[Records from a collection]

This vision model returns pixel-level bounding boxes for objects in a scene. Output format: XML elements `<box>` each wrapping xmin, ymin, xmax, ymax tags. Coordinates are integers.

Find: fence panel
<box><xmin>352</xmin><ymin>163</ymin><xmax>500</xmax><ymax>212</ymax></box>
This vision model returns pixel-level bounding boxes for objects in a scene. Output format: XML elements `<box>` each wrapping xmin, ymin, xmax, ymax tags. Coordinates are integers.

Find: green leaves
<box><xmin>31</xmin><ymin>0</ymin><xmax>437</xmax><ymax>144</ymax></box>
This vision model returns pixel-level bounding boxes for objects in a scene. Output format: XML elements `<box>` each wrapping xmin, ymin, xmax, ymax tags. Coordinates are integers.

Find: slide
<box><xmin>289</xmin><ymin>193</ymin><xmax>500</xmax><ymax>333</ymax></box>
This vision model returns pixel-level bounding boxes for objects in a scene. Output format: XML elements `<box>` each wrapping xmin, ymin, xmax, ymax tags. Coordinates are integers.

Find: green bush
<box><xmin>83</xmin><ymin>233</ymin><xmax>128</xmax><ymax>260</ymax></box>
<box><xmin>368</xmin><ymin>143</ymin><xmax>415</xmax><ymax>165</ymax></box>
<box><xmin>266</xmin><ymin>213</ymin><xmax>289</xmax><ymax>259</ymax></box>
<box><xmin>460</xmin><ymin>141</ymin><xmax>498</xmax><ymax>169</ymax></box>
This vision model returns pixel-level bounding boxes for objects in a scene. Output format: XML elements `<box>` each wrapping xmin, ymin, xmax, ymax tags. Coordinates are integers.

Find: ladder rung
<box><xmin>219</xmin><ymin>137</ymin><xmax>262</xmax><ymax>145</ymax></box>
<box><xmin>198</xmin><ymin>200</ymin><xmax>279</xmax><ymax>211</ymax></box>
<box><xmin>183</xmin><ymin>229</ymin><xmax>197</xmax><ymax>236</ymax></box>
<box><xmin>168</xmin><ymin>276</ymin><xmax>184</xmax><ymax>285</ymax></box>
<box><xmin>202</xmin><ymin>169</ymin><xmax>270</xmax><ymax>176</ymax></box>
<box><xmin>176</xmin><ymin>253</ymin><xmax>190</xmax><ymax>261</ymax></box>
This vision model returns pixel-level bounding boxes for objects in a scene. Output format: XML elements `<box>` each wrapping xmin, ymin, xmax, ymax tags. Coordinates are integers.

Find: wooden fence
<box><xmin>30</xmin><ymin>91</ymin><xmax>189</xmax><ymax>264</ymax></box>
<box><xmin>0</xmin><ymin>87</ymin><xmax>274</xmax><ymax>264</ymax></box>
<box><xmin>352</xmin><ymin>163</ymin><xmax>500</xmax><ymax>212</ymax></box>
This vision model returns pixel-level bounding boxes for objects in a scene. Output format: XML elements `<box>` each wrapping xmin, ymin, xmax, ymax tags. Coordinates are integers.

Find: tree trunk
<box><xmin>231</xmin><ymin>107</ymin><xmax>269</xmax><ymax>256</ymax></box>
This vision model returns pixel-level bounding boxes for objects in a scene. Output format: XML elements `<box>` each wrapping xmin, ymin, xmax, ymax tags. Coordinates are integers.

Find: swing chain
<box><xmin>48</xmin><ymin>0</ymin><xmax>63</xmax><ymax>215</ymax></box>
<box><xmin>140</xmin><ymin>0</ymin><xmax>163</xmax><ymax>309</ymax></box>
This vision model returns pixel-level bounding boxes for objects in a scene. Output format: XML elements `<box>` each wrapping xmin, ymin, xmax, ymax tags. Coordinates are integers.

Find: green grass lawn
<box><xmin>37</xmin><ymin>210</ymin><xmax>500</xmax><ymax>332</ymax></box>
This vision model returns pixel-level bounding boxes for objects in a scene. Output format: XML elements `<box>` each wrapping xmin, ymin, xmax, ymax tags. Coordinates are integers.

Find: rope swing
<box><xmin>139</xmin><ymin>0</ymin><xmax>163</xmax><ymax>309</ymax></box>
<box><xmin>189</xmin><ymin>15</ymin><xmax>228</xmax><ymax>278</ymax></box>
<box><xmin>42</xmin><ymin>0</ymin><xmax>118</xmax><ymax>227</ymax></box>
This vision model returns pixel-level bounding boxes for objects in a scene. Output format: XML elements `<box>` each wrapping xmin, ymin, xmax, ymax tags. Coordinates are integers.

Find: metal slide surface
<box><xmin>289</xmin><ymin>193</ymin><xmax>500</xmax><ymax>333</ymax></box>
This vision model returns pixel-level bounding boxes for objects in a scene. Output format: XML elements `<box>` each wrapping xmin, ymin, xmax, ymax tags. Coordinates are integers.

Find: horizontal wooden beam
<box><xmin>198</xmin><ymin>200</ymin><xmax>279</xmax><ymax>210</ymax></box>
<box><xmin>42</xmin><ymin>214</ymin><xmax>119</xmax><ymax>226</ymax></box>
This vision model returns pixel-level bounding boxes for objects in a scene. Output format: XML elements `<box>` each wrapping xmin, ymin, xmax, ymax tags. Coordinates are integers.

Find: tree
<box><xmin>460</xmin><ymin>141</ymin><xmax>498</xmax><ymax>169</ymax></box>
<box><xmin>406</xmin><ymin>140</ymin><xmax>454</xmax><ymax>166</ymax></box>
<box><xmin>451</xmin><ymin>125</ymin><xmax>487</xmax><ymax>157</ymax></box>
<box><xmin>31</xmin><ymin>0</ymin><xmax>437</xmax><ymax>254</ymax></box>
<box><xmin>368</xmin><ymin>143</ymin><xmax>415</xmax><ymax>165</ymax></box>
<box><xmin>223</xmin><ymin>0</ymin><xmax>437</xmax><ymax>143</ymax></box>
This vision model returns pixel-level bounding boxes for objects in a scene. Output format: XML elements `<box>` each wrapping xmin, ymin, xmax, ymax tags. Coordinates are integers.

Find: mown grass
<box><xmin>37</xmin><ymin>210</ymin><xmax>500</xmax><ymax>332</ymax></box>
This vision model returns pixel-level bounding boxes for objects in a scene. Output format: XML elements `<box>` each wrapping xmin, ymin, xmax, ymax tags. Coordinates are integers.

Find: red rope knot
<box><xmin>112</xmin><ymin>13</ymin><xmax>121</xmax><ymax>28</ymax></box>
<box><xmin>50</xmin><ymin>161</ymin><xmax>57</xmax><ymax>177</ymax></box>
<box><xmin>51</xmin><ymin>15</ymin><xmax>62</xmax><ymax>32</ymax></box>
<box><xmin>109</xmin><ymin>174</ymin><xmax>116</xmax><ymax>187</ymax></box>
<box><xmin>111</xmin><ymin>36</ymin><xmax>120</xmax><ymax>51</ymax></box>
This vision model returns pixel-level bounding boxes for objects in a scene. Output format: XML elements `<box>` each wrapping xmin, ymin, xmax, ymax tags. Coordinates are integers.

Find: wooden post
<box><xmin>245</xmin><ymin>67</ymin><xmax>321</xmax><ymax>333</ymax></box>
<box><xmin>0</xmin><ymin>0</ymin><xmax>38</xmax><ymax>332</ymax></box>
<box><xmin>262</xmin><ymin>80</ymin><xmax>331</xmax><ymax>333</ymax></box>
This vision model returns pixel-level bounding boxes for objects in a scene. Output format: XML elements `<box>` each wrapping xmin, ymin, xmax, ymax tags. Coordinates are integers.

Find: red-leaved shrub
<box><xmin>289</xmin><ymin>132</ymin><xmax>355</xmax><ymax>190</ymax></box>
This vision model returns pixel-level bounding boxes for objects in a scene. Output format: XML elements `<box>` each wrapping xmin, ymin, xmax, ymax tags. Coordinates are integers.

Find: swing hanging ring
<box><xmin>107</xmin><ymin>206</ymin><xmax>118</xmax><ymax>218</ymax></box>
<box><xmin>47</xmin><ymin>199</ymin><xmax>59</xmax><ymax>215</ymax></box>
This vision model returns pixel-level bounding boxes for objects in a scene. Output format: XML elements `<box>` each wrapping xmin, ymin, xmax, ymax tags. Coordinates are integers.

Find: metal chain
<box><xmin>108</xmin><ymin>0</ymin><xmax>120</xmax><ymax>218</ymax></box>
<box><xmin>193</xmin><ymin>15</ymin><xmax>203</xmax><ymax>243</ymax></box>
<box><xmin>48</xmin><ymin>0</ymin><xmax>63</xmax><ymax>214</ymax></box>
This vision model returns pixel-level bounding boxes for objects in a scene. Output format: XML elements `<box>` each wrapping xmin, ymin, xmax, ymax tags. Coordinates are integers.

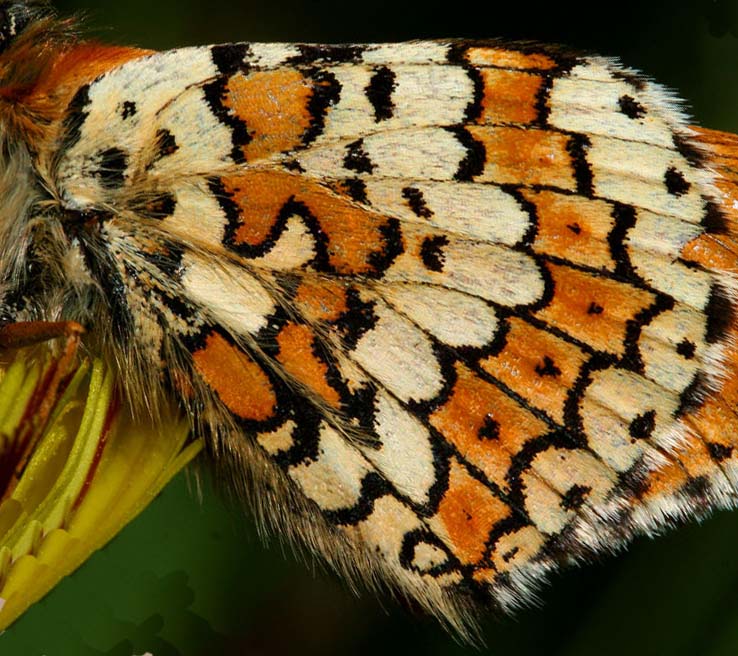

## Assignment
Your answer must be the lines from the one holding "Find: red-leaved shrub" through the final line of the records above, exactly as written and without any pictures.

## Answer to this problem
Find: red-leaved shrub
<box><xmin>289</xmin><ymin>132</ymin><xmax>355</xmax><ymax>190</ymax></box>
This vision model returns pixel-level bounding boxes for objects in a scene. Output format: XML elements `<box>` each wrapping xmin, ymin, xmax, ymax tags. Coordinates are integers.

Find: swing hanging ring
<box><xmin>107</xmin><ymin>206</ymin><xmax>118</xmax><ymax>218</ymax></box>
<box><xmin>47</xmin><ymin>199</ymin><xmax>59</xmax><ymax>215</ymax></box>
This vision model returns pixel-level bounding boxes for objects in a scene. Output format: XML elements `<box>` each wrapping xmin, ymin, xmax, ymax tags. Coordinates are integers.

Find: metal chain
<box><xmin>108</xmin><ymin>0</ymin><xmax>120</xmax><ymax>218</ymax></box>
<box><xmin>193</xmin><ymin>15</ymin><xmax>203</xmax><ymax>243</ymax></box>
<box><xmin>48</xmin><ymin>0</ymin><xmax>63</xmax><ymax>214</ymax></box>
This vision model returns pixel-level bounding boxes for objects in a scene. Output format: XML elements `<box>` each wrapping xmin, ymin, xmax, ymax tags. Coordinates are integers.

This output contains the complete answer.